(Items listed in a dataset)
=== Section Start ===

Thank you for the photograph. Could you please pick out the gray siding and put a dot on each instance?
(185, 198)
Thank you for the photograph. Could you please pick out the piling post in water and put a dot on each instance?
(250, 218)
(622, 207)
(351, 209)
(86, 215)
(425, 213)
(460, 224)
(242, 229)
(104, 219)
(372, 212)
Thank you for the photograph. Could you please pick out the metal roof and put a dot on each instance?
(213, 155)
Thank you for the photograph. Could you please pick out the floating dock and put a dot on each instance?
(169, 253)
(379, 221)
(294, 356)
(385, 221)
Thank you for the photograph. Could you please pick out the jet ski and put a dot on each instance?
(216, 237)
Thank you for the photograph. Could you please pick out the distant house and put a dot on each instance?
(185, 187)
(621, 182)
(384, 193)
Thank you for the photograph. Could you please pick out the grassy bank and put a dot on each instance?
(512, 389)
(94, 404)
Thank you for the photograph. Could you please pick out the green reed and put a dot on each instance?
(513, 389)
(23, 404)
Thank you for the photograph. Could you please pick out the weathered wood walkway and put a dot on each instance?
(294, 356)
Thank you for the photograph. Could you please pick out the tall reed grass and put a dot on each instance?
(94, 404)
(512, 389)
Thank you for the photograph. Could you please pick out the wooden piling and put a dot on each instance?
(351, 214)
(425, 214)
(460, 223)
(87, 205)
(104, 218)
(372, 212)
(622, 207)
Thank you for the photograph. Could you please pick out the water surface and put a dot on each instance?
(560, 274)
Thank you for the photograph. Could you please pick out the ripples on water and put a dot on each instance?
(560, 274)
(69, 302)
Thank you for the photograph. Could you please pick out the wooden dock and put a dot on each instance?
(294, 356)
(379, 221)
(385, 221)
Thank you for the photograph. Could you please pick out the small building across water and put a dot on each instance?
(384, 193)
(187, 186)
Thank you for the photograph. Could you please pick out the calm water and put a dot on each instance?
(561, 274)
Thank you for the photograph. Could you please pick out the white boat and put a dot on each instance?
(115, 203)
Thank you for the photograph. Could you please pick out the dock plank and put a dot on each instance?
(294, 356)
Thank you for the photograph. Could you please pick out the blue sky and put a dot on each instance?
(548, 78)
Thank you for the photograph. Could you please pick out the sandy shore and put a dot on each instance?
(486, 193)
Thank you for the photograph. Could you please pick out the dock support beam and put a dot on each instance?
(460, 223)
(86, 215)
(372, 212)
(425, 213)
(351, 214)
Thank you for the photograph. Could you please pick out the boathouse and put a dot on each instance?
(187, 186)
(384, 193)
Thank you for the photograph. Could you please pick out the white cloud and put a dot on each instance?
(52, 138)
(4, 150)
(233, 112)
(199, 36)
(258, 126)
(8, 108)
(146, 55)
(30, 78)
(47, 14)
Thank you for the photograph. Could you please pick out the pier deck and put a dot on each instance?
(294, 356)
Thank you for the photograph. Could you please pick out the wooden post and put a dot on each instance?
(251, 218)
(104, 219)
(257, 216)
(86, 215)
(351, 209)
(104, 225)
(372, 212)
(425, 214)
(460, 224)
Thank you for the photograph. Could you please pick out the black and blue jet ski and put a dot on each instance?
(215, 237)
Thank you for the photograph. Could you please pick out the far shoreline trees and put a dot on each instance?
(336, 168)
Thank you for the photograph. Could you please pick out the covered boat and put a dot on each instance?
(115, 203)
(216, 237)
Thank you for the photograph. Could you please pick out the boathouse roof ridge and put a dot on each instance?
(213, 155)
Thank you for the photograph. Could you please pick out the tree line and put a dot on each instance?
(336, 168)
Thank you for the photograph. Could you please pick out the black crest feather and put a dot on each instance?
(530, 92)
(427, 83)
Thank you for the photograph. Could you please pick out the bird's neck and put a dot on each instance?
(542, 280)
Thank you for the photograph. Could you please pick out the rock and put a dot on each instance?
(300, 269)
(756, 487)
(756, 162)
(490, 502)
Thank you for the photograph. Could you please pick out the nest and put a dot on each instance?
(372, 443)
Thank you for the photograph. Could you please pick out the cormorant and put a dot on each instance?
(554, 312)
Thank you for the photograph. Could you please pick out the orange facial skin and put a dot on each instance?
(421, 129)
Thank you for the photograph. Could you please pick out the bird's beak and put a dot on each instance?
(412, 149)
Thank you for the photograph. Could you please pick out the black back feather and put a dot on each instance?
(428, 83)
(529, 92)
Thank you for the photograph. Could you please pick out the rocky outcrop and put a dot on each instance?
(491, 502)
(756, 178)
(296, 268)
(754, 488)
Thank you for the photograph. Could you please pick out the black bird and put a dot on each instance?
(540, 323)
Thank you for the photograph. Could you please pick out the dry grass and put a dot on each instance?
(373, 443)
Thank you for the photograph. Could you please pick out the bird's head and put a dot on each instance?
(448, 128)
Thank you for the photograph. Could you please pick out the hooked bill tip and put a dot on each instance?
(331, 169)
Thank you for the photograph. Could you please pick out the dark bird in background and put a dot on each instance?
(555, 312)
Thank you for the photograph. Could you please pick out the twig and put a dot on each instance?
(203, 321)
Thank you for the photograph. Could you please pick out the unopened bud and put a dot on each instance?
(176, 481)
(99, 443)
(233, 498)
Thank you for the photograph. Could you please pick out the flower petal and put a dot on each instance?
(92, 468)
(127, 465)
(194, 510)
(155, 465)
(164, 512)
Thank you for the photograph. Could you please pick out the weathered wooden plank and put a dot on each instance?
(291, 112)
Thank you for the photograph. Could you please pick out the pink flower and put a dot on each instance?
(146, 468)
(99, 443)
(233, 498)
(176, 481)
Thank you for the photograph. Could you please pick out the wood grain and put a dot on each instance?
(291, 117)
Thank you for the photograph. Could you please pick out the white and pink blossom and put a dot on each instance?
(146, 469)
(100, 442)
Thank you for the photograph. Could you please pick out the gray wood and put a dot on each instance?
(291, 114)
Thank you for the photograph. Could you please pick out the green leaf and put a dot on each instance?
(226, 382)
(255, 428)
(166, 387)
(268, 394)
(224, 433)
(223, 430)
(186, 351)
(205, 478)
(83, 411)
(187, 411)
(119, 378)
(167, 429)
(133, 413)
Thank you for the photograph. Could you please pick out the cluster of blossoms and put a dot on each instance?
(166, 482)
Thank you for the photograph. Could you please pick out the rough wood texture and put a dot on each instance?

=== Section End ===

▶ [Problem requirements] What should come out is the exact run of lines from the one holding "flower and put a dot on each instance?" through the end of the records above, and nothing besides.

▶ [Response]
Thank you for the photograph. Could you please pick out the pink flower and put a dot on each instance?
(146, 468)
(99, 443)
(233, 498)
(176, 481)
Thank you for the photograph. Could you please pick out the wood grain and put a dot on each instance?
(291, 117)
Thank you for the photograph. Could you please pick out the white and pink blossom and put a dot on each instance?
(146, 469)
(100, 442)
Thank you for the photograph. Could you please pick out the gray wood and put a dot on each instance?
(291, 114)
Thank you for the photograph. Could you please pick out the green leaf and put a dot on each instance?
(226, 382)
(255, 428)
(166, 387)
(268, 394)
(224, 433)
(223, 430)
(186, 351)
(205, 478)
(83, 411)
(187, 411)
(119, 378)
(167, 429)
(133, 413)
Thank you for the photograph. Could you please pick out the cluster of blossoms and put a dot on each instance?
(166, 482)
Thank you for the photograph. Could you please pick out the rough wood texture and put a dot on each instance?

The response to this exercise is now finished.